> What you will do:
Every record must be output verbatim in the reply.

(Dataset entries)
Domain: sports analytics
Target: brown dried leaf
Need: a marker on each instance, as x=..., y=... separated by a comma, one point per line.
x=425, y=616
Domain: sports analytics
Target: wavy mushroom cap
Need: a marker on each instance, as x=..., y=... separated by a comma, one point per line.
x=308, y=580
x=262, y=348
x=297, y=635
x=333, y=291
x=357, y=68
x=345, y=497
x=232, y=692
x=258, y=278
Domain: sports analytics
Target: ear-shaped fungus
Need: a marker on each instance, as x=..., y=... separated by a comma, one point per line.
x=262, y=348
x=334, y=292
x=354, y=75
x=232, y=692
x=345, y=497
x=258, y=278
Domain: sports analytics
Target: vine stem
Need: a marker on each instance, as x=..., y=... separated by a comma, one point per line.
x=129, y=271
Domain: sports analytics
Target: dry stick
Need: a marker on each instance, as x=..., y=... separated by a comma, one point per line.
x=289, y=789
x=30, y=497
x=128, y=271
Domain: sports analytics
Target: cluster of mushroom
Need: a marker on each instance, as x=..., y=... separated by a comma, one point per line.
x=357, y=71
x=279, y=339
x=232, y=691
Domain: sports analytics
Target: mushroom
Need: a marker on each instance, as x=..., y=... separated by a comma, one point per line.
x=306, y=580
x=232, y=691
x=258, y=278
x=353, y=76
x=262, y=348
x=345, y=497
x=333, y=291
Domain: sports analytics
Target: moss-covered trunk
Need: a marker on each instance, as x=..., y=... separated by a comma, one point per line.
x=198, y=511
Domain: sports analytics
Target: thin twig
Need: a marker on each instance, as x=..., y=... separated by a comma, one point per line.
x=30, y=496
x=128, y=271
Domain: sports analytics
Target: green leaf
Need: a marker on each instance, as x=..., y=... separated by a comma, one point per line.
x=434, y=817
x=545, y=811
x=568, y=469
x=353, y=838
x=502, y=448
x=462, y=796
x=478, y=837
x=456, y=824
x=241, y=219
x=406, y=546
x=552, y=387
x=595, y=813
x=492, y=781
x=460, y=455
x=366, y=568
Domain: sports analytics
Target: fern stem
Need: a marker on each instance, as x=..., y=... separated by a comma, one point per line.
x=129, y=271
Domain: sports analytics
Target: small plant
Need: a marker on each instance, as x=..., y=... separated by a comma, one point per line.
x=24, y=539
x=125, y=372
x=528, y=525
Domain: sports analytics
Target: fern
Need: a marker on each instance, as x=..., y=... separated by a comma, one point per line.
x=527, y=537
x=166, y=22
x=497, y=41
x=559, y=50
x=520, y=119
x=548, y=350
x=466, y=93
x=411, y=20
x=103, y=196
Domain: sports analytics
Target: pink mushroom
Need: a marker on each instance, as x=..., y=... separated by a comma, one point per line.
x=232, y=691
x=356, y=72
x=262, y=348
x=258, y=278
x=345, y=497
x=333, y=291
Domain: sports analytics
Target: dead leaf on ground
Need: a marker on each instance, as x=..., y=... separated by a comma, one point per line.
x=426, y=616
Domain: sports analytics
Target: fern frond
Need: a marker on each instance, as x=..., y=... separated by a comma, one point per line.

> Output of the exercise:
Domain: sports analytics
Target: brown dried leaf
Need: a marker on each instance, as x=..., y=... separated by a comma, one point per line.
x=425, y=616
Domain: sports analytics
Target: wavy mushroom cap
Need: a marker on each instance, as x=..., y=... separated by a comma, one point per line.
x=308, y=580
x=262, y=348
x=297, y=635
x=333, y=291
x=357, y=68
x=345, y=497
x=232, y=692
x=258, y=278
Domain: sports analytics
Target: ear-shaped fungus
Need: a marker on each instance, as x=..., y=... separated by a comma, one point per line.
x=262, y=348
x=334, y=292
x=354, y=75
x=232, y=692
x=345, y=497
x=258, y=278
Domain: sports analytics
Target: vine stem
Need: a marker on each instance, as x=..., y=... separated by a comma, one point per line.
x=129, y=271
Domain: sports analytics
Target: dry stick
Need: a marker on each instance, as x=..., y=... separated by a comma, one point per line.
x=289, y=789
x=30, y=497
x=128, y=271
Domain: sports analytics
Target: cluster of mushroom
Need: a marker on each instance, as x=..., y=... separated by a comma, one point per line.
x=357, y=71
x=279, y=339
x=232, y=691
Domain: sports analytics
Target: mushroom
Need: a marker on each instance, as x=..., y=... separated by a comma, one point per line.
x=306, y=580
x=232, y=691
x=258, y=278
x=353, y=76
x=262, y=348
x=345, y=497
x=333, y=291
Domain: sports analytics
Target: moss-covered trunk
Need: a marker on each instance, as x=..., y=... separated by a comma, one point per line.
x=198, y=511
Domain: sports analytics
Target: thin twig
Need: a marker on each instance, as x=..., y=... separated by a comma, one point per line.
x=30, y=496
x=128, y=271
Domain: sports analytics
Target: green leaf
Need: a marker on each instance, as x=..., y=... separated by a comma, one point per line.
x=434, y=817
x=545, y=811
x=568, y=469
x=353, y=838
x=502, y=448
x=462, y=796
x=478, y=837
x=456, y=824
x=241, y=219
x=406, y=546
x=552, y=387
x=595, y=813
x=492, y=781
x=460, y=455
x=366, y=568
Domain: sports analytics
Target: fern stem
Need: a marker on each instance, as x=..., y=... separated by a comma, one point per line.
x=129, y=271
Domain: sports analytics
Target: small plant
Need: a marker on each instance, as x=..., y=... separated by a comma, one point per line.
x=24, y=539
x=125, y=372
x=528, y=525
Domain: sports analytics
Target: fern
Need: a marker on each instance, as x=..., y=... separated by a comma, one point per line.
x=527, y=537
x=166, y=22
x=497, y=41
x=559, y=50
x=520, y=119
x=548, y=350
x=466, y=93
x=411, y=20
x=103, y=196
Domain: sports analytics
Target: pink mushroom
Need: a marker on each instance, as x=..., y=... separated by a comma, one point per line.
x=232, y=691
x=356, y=72
x=262, y=348
x=258, y=278
x=345, y=497
x=333, y=291
Domain: sports analytics
Target: dead leaf on ground
Need: a marker on each instance, as x=..., y=... separated by a comma, one point per line.
x=426, y=616
Domain: sports analytics
Target: fern frond
Need: a marker on each instance, as x=..., y=... separated by a comma, one point per line.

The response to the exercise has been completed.